--- The exercise ---
Copy out, word for word, the stretch of the items below from the line containing "Could you point to the water" through the end of the items. Leave the picture out of your answer.
##### Records for the exercise #####
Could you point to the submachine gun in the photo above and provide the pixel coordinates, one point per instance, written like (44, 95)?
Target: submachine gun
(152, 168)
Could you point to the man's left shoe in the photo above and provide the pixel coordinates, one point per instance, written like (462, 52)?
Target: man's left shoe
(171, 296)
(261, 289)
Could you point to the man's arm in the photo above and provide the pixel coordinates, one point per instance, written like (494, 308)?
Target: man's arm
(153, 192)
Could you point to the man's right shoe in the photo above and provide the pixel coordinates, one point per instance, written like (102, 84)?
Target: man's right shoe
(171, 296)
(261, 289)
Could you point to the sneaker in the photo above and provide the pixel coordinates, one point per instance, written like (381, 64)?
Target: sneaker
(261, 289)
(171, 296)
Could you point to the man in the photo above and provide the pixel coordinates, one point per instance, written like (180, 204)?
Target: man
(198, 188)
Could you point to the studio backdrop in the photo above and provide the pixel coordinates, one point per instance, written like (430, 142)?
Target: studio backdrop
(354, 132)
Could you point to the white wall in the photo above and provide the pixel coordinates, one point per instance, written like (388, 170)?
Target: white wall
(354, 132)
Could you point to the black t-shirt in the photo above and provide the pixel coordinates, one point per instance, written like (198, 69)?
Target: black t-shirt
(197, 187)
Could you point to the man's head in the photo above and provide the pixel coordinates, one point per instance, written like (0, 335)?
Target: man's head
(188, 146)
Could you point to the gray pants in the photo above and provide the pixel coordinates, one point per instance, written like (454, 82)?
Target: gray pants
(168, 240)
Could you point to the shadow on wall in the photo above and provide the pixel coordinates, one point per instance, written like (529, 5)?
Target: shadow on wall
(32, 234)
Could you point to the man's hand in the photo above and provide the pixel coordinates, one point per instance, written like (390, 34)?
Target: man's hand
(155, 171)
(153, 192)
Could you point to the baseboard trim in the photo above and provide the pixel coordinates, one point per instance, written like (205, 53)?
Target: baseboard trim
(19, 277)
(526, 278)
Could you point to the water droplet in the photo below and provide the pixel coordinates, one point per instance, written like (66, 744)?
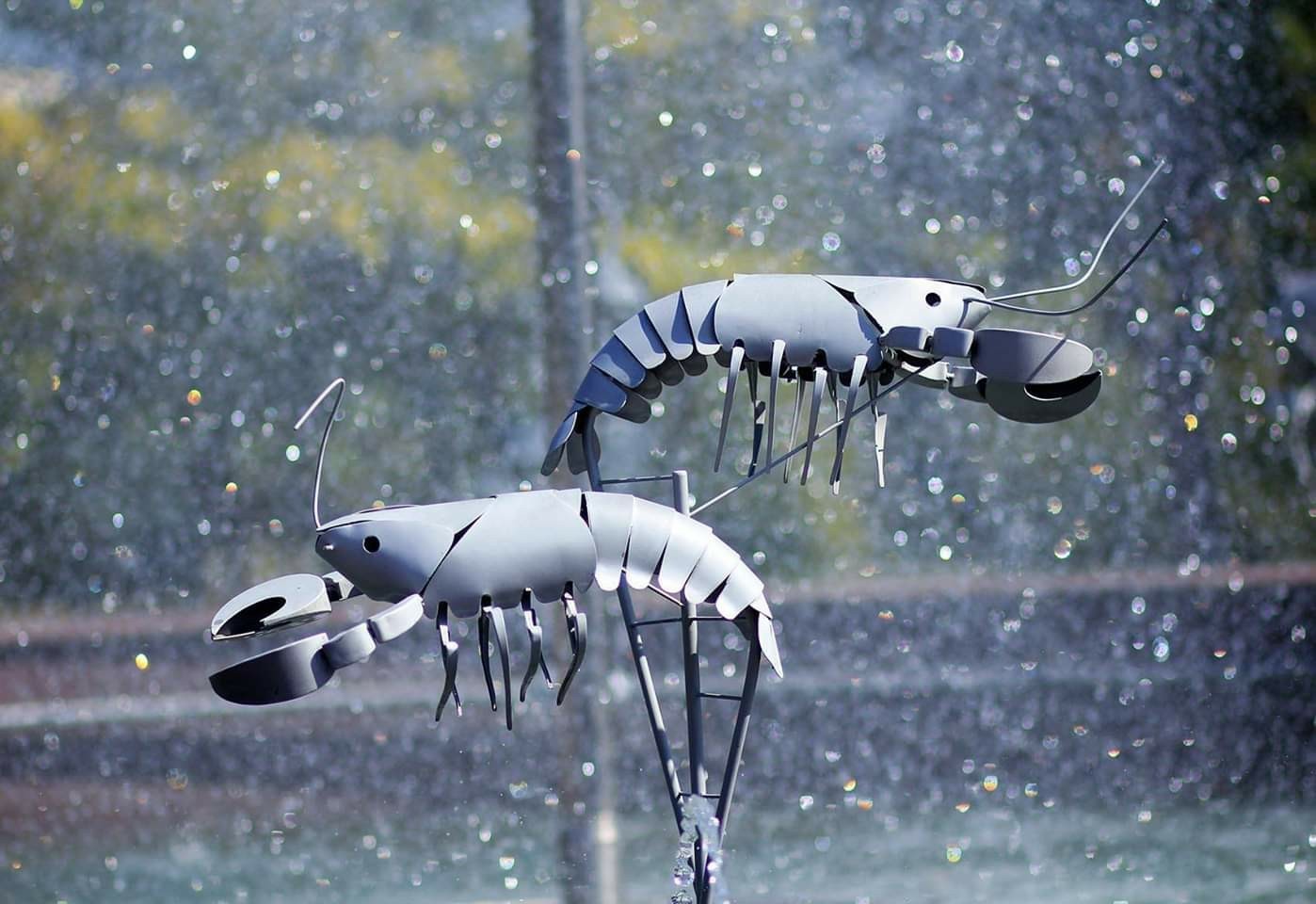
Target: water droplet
(1161, 649)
#####
--- Result ---
Could you point to the water droplet in the photo below and provide the pixel coordinates, one point per instance, written like (66, 744)?
Target: water droplet
(1161, 649)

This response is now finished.